#### EXERCISE DETAILS
Return the records word for word, from the very first line through the line that contains "column 1160, row 631", including that line. Leave the pictures out of your answer.

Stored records
"""
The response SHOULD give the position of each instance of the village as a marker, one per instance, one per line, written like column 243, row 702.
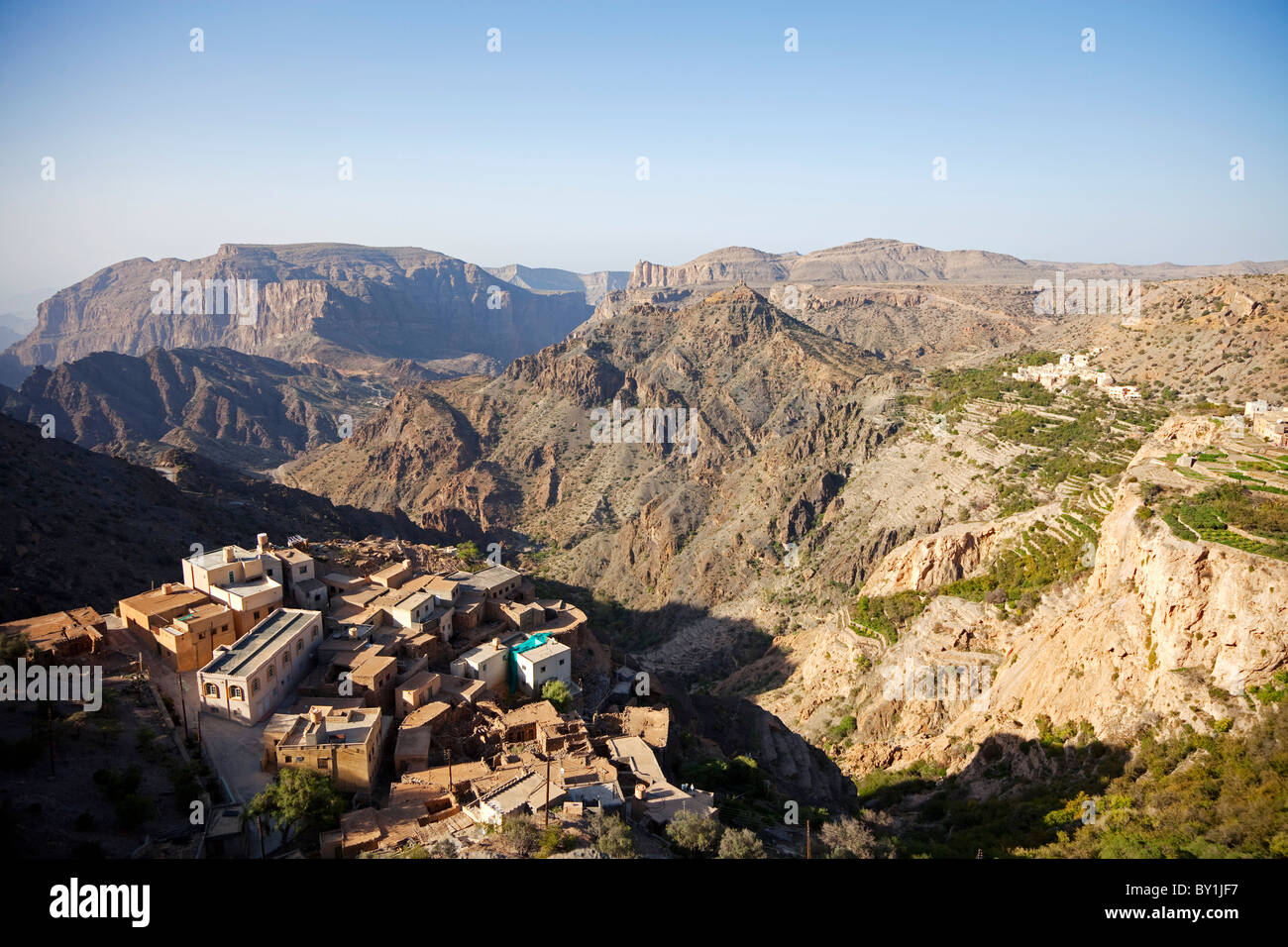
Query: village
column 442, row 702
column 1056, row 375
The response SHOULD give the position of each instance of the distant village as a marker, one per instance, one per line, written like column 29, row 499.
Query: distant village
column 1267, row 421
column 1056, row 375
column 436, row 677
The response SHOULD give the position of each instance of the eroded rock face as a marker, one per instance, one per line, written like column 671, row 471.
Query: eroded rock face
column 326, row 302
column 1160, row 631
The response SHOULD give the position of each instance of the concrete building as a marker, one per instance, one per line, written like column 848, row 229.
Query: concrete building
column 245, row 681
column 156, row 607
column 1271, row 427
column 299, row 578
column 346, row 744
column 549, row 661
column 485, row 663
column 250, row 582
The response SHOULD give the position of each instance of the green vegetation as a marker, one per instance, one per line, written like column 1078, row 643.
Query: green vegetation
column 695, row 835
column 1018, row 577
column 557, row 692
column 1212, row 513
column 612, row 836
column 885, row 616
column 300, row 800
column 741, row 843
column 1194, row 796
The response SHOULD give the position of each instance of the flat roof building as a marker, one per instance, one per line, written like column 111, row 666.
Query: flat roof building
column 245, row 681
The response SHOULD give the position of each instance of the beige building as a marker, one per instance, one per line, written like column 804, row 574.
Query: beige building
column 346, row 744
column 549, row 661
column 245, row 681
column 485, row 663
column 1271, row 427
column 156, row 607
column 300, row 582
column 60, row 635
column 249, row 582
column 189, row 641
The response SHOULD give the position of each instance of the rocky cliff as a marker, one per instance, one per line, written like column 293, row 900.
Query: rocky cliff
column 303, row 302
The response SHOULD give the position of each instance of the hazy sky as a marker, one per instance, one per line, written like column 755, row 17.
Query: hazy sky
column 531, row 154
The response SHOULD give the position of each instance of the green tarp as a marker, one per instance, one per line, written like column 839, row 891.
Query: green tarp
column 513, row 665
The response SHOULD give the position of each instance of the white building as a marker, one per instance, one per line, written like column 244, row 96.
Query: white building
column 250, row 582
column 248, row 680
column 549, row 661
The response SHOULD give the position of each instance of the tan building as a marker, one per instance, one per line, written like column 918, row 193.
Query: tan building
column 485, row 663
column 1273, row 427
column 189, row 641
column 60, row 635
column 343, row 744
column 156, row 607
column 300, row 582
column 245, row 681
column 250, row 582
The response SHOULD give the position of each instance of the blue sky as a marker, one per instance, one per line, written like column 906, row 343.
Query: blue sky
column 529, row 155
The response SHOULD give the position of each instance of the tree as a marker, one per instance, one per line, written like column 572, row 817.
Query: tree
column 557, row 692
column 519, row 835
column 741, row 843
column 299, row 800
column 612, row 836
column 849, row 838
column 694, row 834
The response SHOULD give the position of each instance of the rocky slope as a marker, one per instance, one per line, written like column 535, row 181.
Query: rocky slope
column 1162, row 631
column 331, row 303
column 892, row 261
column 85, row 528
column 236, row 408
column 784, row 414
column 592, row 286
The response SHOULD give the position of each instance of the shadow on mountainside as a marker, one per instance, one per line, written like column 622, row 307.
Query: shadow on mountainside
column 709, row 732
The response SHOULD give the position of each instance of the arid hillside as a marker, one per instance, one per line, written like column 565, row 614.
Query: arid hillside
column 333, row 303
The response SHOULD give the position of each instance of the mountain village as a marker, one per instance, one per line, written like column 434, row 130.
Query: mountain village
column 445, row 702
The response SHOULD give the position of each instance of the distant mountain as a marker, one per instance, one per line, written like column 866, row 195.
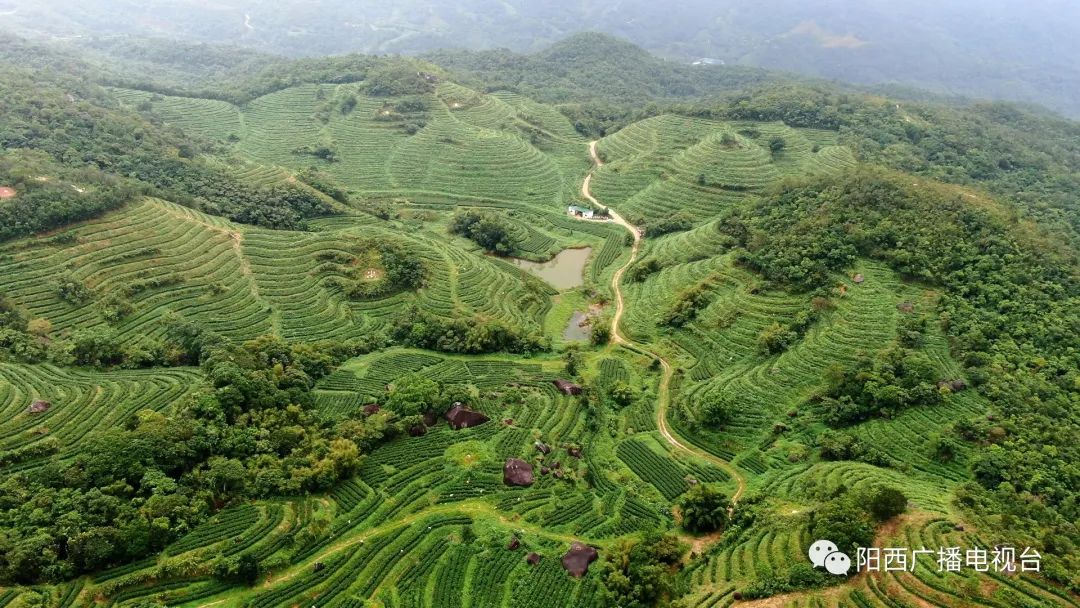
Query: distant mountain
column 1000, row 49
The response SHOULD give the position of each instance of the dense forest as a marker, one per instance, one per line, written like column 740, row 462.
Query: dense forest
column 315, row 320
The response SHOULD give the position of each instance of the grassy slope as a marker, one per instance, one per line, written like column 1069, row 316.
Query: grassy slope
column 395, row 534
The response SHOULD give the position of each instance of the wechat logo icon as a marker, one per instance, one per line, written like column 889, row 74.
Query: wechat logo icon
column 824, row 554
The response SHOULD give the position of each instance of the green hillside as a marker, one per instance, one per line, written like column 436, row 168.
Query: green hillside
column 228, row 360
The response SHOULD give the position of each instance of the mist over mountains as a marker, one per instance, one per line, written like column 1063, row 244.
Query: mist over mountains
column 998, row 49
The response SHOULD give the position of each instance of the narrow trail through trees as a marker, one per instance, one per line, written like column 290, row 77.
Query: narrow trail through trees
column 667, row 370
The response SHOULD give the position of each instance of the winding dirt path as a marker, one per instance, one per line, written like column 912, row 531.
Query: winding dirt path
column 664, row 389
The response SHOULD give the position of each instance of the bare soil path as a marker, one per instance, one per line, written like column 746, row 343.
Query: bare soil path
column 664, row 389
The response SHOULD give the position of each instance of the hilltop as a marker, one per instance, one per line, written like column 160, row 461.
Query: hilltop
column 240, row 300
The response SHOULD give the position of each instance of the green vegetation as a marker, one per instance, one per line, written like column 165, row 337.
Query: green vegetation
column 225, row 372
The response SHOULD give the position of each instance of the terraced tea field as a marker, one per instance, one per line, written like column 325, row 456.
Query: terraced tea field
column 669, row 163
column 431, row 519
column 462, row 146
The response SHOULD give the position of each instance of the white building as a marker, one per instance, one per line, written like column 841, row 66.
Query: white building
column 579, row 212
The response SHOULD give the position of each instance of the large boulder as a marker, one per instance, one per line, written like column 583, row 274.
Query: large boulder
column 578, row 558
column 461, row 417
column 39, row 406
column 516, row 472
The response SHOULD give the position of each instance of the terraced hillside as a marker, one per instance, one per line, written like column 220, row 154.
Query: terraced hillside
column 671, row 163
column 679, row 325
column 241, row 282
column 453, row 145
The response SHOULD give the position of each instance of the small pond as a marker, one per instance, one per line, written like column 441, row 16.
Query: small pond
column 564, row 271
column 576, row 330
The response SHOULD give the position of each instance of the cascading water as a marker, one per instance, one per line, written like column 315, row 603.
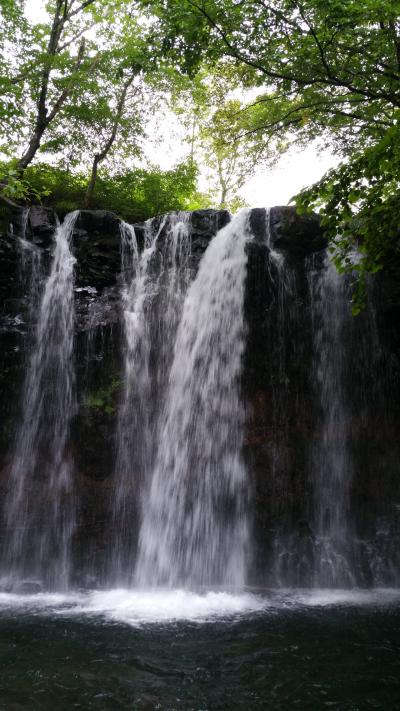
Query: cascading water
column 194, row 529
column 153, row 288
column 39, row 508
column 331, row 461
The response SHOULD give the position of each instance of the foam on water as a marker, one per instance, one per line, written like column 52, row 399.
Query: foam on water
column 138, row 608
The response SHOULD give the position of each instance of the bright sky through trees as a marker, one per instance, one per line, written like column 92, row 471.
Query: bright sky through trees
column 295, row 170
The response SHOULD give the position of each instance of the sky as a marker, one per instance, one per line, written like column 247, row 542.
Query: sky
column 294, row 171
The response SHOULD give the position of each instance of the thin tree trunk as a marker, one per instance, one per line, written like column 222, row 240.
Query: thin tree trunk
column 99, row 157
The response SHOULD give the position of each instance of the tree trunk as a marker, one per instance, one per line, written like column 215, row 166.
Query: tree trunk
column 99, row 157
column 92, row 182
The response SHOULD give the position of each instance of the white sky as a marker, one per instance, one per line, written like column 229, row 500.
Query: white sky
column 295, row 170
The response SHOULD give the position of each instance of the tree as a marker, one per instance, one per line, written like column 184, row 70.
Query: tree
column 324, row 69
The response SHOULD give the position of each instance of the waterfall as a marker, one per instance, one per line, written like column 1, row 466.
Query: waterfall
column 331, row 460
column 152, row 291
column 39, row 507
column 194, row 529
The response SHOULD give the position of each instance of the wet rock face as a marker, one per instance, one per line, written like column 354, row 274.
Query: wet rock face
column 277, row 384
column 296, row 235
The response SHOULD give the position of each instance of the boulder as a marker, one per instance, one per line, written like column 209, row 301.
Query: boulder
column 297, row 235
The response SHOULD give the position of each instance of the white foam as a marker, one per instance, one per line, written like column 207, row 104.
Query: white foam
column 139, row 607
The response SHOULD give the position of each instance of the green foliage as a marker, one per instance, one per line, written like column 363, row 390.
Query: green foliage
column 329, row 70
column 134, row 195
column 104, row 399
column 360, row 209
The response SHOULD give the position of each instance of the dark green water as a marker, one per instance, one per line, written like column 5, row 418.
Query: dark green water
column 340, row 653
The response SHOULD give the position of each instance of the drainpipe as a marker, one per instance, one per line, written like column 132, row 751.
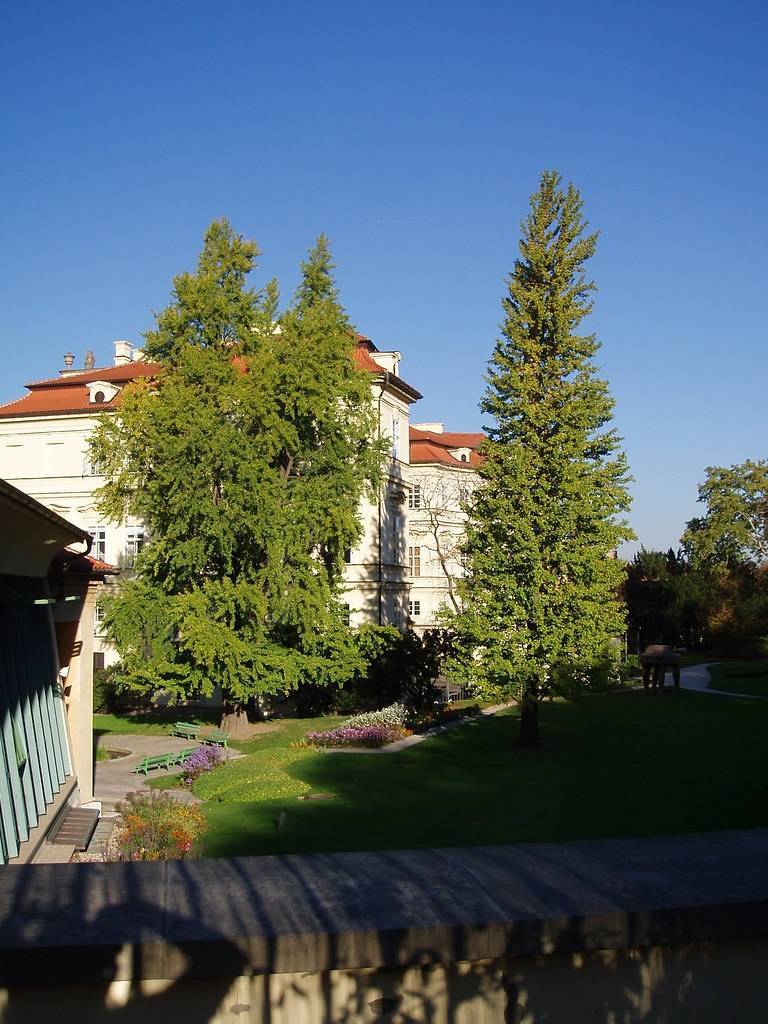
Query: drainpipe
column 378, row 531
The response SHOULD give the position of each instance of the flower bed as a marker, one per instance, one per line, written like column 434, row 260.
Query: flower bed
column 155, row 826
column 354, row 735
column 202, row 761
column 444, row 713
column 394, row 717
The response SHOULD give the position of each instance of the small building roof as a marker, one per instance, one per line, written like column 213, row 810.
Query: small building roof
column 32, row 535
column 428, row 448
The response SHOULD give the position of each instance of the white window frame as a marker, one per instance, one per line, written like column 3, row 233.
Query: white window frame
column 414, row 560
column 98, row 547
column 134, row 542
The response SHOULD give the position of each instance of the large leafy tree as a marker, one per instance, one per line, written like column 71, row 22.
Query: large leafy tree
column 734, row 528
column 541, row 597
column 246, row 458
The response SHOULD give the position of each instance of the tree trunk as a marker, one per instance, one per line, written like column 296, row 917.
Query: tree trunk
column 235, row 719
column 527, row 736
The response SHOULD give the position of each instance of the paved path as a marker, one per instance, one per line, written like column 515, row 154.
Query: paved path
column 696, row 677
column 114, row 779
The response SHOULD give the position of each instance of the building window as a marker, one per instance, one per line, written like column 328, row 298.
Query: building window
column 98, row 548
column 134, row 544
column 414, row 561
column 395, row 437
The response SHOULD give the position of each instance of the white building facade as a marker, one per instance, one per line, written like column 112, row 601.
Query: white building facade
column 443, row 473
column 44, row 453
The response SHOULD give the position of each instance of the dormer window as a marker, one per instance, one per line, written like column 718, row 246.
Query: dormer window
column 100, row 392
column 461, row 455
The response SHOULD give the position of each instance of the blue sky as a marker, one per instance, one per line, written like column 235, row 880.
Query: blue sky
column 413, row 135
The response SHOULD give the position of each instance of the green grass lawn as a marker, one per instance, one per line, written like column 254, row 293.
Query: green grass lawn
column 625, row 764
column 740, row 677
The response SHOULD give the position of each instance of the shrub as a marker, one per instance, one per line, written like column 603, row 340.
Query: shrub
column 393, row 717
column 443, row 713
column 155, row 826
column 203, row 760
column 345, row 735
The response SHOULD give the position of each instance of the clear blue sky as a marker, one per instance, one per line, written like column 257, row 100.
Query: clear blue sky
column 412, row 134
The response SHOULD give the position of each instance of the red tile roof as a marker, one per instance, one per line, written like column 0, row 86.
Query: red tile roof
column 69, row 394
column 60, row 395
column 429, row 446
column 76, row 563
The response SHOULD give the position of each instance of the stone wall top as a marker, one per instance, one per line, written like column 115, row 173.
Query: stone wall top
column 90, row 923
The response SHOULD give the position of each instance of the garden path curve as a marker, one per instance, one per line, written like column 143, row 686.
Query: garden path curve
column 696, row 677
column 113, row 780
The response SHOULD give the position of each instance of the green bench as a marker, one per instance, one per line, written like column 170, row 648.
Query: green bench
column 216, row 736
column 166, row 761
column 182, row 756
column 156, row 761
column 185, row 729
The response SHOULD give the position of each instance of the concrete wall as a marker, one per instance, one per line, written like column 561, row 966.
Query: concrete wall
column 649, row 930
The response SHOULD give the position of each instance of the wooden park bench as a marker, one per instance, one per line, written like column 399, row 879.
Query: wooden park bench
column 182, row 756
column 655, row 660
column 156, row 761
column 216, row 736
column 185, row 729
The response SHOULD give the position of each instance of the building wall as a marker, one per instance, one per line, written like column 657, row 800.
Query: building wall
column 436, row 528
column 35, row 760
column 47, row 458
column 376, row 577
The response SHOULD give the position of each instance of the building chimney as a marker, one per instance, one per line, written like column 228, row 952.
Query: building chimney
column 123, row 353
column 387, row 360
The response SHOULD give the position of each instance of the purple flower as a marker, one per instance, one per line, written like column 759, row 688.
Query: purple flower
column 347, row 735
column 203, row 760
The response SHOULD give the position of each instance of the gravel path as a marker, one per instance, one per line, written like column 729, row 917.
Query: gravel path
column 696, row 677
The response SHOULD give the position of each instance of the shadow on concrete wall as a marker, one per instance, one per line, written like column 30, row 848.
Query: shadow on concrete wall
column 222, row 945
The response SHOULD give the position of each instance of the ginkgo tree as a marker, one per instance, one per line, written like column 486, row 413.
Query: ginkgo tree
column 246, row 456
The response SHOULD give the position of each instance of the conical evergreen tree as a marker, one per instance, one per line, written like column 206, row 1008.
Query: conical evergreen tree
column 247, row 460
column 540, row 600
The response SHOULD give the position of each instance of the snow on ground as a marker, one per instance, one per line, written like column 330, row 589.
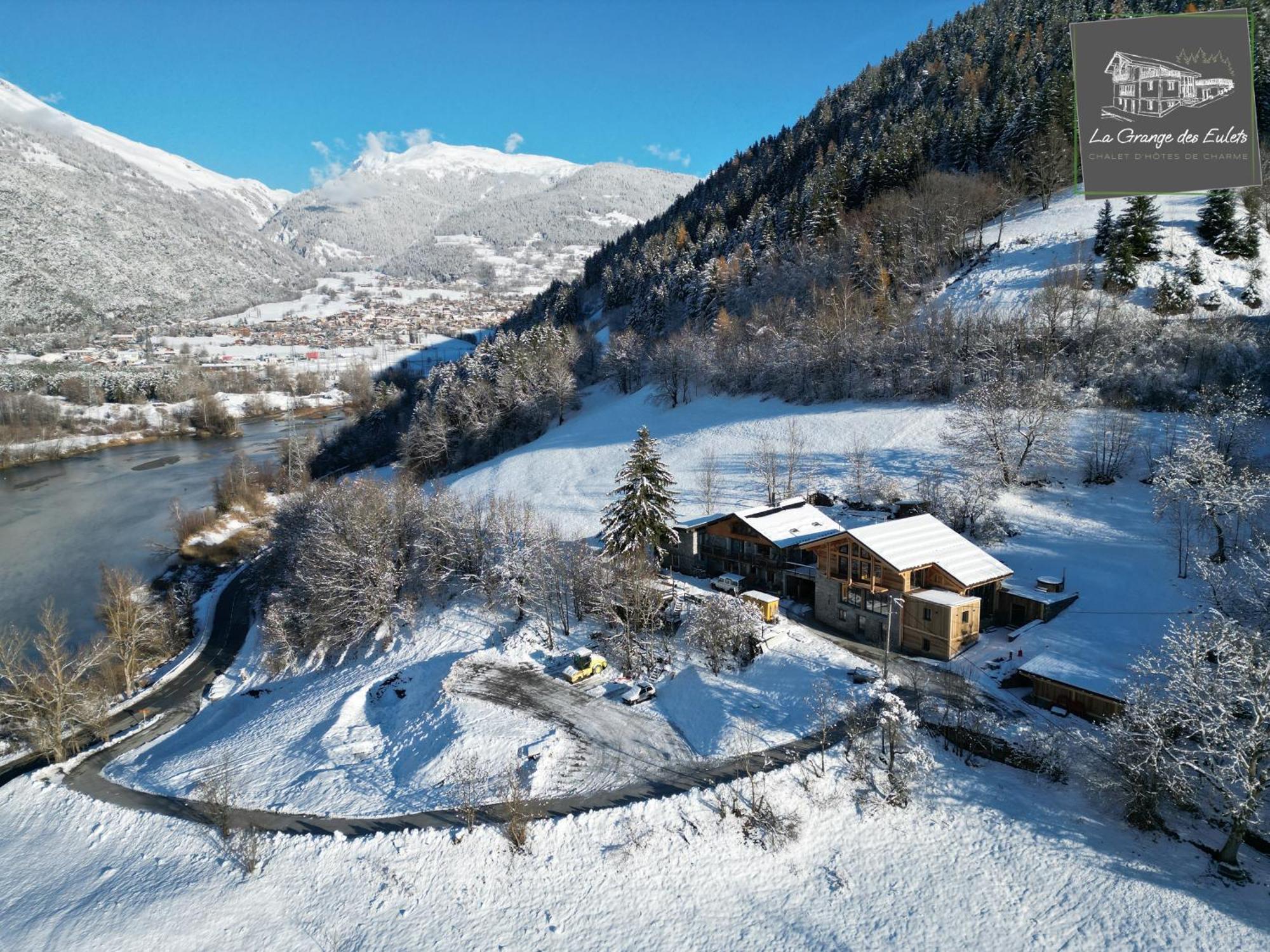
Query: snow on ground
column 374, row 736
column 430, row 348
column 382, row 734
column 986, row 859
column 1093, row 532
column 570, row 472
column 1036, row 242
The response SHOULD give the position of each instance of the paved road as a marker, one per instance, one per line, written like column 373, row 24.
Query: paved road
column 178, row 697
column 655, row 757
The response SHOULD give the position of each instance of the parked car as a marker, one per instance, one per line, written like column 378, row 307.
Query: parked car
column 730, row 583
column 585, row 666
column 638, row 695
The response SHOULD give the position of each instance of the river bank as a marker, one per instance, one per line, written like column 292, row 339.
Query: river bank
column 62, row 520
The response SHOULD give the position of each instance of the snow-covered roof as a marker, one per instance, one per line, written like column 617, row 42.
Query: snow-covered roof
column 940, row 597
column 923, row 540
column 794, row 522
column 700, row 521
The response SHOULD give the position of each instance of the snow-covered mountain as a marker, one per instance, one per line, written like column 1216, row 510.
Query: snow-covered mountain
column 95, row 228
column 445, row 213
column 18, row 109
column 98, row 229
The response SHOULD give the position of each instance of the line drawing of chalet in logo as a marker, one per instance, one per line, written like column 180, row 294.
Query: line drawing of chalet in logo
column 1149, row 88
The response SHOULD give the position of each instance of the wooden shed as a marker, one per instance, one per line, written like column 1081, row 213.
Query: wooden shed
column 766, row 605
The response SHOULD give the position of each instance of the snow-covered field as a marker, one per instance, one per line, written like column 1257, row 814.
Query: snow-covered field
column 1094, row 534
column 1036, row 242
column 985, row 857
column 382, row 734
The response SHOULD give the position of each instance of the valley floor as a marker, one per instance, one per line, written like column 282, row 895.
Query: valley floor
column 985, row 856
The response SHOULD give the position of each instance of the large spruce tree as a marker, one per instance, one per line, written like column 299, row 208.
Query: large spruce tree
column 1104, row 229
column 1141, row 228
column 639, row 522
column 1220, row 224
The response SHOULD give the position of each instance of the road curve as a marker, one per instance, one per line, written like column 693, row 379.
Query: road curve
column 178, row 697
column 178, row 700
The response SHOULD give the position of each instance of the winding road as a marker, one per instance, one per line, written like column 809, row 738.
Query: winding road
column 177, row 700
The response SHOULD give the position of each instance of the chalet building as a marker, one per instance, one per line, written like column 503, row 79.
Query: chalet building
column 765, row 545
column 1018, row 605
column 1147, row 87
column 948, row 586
"""
#### FULL RESPONSE
The response SHOULD give the position of each instance of the village as a marker, one per instance, one per line, written like column 243, row 702.
Query: village
column 442, row 702
column 1056, row 375
The response SHOULD give the position of each instance of the distant village as a marker, one per instance, one per line, written like column 29, row 499.
Query: distant village
column 1267, row 421
column 1056, row 375
column 436, row 677
The response SHOULD give the position of each instance of the eroded rock face as a marker, one per instance, one per line, written like column 671, row 471.
Query: eroded rock face
column 326, row 302
column 1160, row 631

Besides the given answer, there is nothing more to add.